Image-grounded pointing data:

* * * * *

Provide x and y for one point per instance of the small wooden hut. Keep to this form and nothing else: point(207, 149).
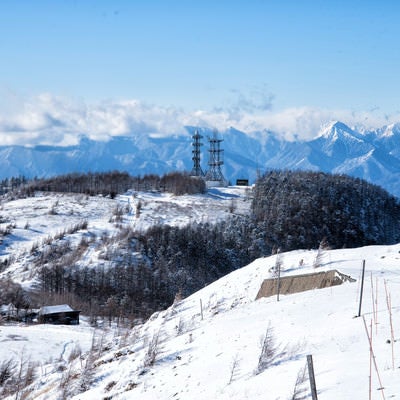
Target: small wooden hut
point(58, 315)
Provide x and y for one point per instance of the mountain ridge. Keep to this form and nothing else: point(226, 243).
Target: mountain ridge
point(337, 148)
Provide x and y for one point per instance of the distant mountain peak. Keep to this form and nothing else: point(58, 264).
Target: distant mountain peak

* * * * *

**What is required**.
Where a line above contains the string "peak", tally it, then give the number alone.

**Written reply**.
2